* STATED PROBLEM: Copy out the Bitcoin passage, everything from "In the past" down to "attempt to explain.", and swap "glossary" for "dictionary" along the way.

* GIVEN TEXT:
----

What does Bitcoin provide over PayPal?

The Desert Island Case for Cryptocurrency at cryptocurrency related questions from all sorts of people. The most interesting of which don’t focus on price, or mechanism, but the very purpose of digital money: Why do we need cryptocurrencies? What’s the point in Bitcoin when we already have Paypal and banking apps?
The confusion is not restricted to those outside of finance — I faced similar questions from bankers whilst I was at UBS working to develop a form of ‘digital money’ (eventually known as the ‘Utility Settlement Coin’): Why do we need this ‘digital money’? Surely all the money we deal with is already electronic?
In the past I explained that the aim is to create a decentralised digital bearer asset that enables fast and trustless peer-to-peer transaction settlement without a centralised third party, using a blockchain and distributed ledger technology. I recognise that this description is a mouthful and while it may be technically accurate, without a glossary of terms at hand, it doesn’t provide much clarity. An inquisitive listener is stuck wondering: So why do we all need that again? Here’s my attempt to explain.

----

* ROWS:
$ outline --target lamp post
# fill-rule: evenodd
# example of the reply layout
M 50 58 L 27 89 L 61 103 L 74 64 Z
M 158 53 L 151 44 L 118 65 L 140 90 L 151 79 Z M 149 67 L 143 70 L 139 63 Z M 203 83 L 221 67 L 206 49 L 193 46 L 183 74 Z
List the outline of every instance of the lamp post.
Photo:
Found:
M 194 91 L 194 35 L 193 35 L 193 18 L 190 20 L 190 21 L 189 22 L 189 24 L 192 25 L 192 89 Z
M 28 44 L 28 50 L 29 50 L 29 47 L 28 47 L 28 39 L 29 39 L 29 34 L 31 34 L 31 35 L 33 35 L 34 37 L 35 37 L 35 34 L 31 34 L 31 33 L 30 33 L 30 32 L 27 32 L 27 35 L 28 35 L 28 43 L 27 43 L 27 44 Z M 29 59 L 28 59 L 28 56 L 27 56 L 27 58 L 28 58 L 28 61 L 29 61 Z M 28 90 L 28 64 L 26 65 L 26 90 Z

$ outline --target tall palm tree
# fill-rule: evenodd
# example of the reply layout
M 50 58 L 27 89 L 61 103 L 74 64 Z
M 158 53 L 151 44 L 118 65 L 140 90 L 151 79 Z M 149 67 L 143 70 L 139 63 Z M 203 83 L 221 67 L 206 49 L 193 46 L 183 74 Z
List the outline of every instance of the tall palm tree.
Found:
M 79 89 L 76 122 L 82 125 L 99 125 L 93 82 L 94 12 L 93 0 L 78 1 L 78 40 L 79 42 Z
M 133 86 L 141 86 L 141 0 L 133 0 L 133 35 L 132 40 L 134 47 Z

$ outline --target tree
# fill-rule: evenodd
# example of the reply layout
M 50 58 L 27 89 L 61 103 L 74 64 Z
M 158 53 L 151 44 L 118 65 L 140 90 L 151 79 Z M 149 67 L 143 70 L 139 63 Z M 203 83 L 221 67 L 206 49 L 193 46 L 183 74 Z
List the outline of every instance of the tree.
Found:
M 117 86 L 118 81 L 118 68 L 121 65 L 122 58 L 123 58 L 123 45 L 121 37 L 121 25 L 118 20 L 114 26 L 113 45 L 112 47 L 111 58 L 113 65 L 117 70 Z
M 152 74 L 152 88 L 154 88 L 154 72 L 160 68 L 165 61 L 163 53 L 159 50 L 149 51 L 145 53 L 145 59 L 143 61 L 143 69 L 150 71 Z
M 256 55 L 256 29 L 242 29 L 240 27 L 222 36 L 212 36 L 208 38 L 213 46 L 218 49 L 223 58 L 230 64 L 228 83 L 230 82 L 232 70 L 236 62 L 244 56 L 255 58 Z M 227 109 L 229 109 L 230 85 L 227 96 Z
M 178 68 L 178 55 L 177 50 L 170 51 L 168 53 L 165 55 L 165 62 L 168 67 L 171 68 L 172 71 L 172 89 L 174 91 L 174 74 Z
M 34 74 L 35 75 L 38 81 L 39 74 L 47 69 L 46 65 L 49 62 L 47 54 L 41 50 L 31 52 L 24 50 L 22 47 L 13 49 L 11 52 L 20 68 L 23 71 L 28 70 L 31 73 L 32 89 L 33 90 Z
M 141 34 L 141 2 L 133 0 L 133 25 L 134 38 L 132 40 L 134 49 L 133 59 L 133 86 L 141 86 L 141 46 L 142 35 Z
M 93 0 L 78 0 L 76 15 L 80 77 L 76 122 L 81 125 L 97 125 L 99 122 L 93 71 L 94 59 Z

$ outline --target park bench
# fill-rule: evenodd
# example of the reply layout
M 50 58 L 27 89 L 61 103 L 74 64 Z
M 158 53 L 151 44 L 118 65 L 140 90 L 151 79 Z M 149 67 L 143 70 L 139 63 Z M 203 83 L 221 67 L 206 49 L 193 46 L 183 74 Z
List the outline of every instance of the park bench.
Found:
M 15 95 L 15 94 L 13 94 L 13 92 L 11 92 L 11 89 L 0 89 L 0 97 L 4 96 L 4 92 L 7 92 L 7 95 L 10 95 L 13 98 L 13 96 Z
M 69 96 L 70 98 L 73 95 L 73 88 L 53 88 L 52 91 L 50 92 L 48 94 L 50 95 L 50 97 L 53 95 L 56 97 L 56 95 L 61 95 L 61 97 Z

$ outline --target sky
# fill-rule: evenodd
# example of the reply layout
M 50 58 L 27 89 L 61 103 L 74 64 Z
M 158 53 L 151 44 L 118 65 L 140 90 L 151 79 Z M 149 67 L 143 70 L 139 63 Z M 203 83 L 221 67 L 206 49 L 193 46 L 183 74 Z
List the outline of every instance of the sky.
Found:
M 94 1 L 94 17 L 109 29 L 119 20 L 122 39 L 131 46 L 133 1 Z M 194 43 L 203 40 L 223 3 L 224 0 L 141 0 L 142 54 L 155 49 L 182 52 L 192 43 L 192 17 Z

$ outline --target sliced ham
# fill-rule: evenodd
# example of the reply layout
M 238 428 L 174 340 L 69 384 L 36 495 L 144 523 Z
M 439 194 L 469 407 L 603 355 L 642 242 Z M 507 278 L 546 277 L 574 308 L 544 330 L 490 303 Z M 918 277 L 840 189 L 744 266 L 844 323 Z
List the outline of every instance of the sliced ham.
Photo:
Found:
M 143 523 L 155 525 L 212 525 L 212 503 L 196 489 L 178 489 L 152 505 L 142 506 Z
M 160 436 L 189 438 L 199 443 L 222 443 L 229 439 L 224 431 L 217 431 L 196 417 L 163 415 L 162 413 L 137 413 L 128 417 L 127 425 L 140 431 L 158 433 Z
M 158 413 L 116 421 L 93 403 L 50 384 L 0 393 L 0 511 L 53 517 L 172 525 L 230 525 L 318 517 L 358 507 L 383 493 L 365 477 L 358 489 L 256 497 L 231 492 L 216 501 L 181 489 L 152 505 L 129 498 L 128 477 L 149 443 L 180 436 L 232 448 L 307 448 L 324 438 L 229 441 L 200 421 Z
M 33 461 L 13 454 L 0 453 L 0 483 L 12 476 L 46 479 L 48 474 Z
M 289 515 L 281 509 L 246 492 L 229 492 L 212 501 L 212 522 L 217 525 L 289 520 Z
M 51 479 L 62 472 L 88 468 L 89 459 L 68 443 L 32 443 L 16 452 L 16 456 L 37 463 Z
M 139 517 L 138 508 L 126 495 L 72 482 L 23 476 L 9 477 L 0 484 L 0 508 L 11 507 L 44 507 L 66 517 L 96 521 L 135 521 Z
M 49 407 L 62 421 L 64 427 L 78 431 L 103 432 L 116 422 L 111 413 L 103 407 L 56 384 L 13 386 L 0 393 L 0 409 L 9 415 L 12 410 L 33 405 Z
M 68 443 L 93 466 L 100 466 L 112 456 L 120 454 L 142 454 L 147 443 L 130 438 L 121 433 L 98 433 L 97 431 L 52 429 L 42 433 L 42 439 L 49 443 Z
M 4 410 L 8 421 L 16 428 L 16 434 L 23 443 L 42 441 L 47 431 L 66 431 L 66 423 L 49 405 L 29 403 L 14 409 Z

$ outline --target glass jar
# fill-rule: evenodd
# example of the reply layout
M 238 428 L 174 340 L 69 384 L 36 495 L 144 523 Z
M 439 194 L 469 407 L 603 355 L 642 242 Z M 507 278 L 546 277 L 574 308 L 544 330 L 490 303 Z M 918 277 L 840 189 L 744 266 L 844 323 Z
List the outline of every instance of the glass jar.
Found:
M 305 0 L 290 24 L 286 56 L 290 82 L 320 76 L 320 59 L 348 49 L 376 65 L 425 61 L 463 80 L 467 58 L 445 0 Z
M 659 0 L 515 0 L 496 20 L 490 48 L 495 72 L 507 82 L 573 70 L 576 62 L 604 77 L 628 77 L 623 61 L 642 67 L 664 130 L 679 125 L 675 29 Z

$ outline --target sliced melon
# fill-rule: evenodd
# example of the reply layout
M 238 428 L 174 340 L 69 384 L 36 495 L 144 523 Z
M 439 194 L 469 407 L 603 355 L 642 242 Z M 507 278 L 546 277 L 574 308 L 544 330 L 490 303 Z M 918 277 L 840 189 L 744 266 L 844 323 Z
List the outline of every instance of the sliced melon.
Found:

----

* SOLUTION:
In the past I explained that the aim is to create a decentralised digital bearer asset that enables fast and trustless peer-to-peer transaction settlement without a centralised third party, using a blockchain and distributed ledger technology. I recognise that this description is a mouthful and while it may be technically accurate, without a dictionary of terms at hand, it doesn’t provide much clarity. An inquisitive listener is stuck wondering: So why do we all need that again? Here’s my attempt to explain.